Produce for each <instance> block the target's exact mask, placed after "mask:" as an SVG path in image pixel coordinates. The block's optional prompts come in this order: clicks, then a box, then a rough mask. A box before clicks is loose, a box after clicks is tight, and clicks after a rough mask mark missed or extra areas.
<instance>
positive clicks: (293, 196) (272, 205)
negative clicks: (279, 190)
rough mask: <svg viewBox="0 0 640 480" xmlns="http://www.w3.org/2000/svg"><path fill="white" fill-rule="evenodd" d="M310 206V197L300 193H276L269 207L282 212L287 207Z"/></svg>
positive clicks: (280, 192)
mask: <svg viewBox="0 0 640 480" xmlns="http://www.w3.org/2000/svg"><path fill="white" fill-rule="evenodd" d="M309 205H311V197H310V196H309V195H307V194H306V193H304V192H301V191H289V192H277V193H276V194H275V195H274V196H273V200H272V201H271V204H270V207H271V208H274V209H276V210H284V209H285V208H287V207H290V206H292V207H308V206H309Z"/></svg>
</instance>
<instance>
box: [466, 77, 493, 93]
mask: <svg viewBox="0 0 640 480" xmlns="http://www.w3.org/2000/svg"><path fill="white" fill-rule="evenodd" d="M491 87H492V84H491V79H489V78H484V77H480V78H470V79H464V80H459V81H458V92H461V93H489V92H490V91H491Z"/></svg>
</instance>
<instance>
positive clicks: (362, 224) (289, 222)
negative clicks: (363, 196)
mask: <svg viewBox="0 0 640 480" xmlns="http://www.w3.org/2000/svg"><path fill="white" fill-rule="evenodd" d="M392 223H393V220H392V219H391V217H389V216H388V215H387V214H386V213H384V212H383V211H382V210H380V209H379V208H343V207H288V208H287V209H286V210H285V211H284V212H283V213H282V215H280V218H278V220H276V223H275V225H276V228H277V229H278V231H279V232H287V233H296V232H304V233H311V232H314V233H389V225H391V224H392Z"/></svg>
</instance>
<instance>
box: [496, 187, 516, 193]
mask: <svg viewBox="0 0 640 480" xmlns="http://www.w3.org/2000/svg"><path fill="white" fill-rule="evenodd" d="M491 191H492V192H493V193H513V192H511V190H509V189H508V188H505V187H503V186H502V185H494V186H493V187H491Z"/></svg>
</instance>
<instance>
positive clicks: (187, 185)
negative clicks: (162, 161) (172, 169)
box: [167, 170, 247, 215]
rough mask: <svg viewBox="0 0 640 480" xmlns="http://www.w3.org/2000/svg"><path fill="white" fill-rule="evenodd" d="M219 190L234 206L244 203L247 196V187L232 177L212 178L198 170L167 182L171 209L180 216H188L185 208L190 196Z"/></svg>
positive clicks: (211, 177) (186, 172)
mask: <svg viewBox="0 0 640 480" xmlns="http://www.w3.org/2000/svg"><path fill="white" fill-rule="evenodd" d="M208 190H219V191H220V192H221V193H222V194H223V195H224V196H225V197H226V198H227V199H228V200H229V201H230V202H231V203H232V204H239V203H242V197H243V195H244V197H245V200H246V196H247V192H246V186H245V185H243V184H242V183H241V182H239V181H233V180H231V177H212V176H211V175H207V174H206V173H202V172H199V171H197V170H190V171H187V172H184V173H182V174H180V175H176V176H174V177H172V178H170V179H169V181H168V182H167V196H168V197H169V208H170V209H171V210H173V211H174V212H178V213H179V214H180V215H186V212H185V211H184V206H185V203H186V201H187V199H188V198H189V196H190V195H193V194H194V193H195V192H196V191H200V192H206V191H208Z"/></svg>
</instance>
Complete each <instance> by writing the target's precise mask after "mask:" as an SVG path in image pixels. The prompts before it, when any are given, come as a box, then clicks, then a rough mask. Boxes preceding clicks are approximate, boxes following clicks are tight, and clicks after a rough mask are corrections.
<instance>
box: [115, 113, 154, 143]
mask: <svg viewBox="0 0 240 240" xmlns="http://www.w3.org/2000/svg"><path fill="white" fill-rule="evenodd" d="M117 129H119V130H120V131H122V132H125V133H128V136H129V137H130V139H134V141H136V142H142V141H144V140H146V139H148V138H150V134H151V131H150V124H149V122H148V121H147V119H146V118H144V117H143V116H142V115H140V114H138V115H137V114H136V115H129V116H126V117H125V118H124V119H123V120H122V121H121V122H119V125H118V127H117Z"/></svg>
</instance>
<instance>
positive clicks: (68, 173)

* Exercise objective *
Write out the entries verbatim, all of them.

* Output of the exercise *
Produce for each <instance> block the target's exact mask, placed after "mask:" as an SVG path in image pixel coordinates. The block's optional prompts come in this order: clicks, then a box, then a rough mask. A box before clicks is loose, a box after clicks is tight, and clicks after a rough mask mark missed or extra areas.
<instance>
positive clicks: (293, 196) (272, 205)
negative clicks: (279, 190)
rough mask: <svg viewBox="0 0 640 480" xmlns="http://www.w3.org/2000/svg"><path fill="white" fill-rule="evenodd" d="M310 206V197L300 193H276L269 207L282 212L287 207Z"/></svg>
positive clicks: (280, 192)
mask: <svg viewBox="0 0 640 480" xmlns="http://www.w3.org/2000/svg"><path fill="white" fill-rule="evenodd" d="M309 205H311V197H310V196H309V195H307V194H306V193H304V192H301V191H289V192H277V193H276V194H275V195H274V196H273V200H272V201H271V204H270V207H271V208H274V209H276V210H284V209H285V208H287V207H290V206H292V207H308V206H309Z"/></svg>
</instance>
<instance>
box: [466, 77, 493, 93]
mask: <svg viewBox="0 0 640 480" xmlns="http://www.w3.org/2000/svg"><path fill="white" fill-rule="evenodd" d="M491 87H492V84H491V79H489V78H484V77H480V78H470V79H464V80H459V81H458V92H461V93H489V92H490V91H491Z"/></svg>
</instance>
<instance>
positive clicks: (362, 224) (289, 222)
negative clicks: (363, 196)
mask: <svg viewBox="0 0 640 480" xmlns="http://www.w3.org/2000/svg"><path fill="white" fill-rule="evenodd" d="M392 223H393V220H392V219H391V217H389V216H388V215H387V214H386V213H384V212H383V211H382V210H380V209H379V208H343V207H288V208H287V209H286V210H285V211H284V212H283V213H282V215H280V218H278V220H276V223H275V225H276V228H277V229H278V231H279V232H287V233H296V232H304V233H311V232H314V233H389V225H391V224H392Z"/></svg>
</instance>
<instance>
box: [496, 187, 516, 193]
mask: <svg viewBox="0 0 640 480" xmlns="http://www.w3.org/2000/svg"><path fill="white" fill-rule="evenodd" d="M491 191H492V192H493V193H513V192H511V190H509V189H508V188H505V187H503V186H502V185H494V186H493V187H491Z"/></svg>
</instance>
<instance>
positive clicks: (187, 185)
negative clicks: (162, 161) (172, 169)
box: [167, 170, 247, 215]
rough mask: <svg viewBox="0 0 640 480" xmlns="http://www.w3.org/2000/svg"><path fill="white" fill-rule="evenodd" d="M219 190L234 206L244 203L247 196V187L232 177L212 178L198 170L167 182L171 209L180 216H188L185 208L190 196Z"/></svg>
positive clicks: (211, 177) (186, 172)
mask: <svg viewBox="0 0 640 480" xmlns="http://www.w3.org/2000/svg"><path fill="white" fill-rule="evenodd" d="M208 190H219V191H220V192H221V193H222V194H223V195H224V196H225V197H226V198H227V199H228V200H229V201H230V202H231V203H232V204H239V203H242V197H243V195H244V197H245V200H246V196H247V192H246V186H245V185H243V184H242V183H241V182H239V181H233V180H231V177H212V176H211V175H207V174H206V173H202V172H199V171H197V170H190V171H187V172H184V173H182V174H180V175H176V176H174V177H172V178H170V179H169V181H168V182H167V196H168V197H169V208H170V209H171V210H173V211H174V212H178V213H179V214H180V215H186V212H185V211H184V206H185V203H186V201H187V199H188V198H189V196H190V195H193V194H194V193H195V192H196V191H200V192H206V191H208Z"/></svg>
</instance>
Complete each <instance> by writing the target's precise mask after "mask:" as an SVG path in image pixels. The prompts before it, when any are given, come as a box, then clicks, then a rough mask. Boxes preceding clicks are approximate, boxes following clicks are tight, and clicks after a rough mask are corrections.
<instance>
box: [115, 113, 154, 143]
mask: <svg viewBox="0 0 240 240" xmlns="http://www.w3.org/2000/svg"><path fill="white" fill-rule="evenodd" d="M117 129H119V130H120V131H122V132H125V133H128V136H129V137H130V139H134V141H136V142H142V141H144V140H146V139H148V138H150V134H151V131H150V124H149V122H148V121H147V119H146V118H144V117H143V116H142V115H140V114H138V115H137V114H136V115H129V116H126V117H125V118H124V119H123V120H122V121H121V122H119V125H118V127H117Z"/></svg>
</instance>
<instance>
positive clicks: (68, 173)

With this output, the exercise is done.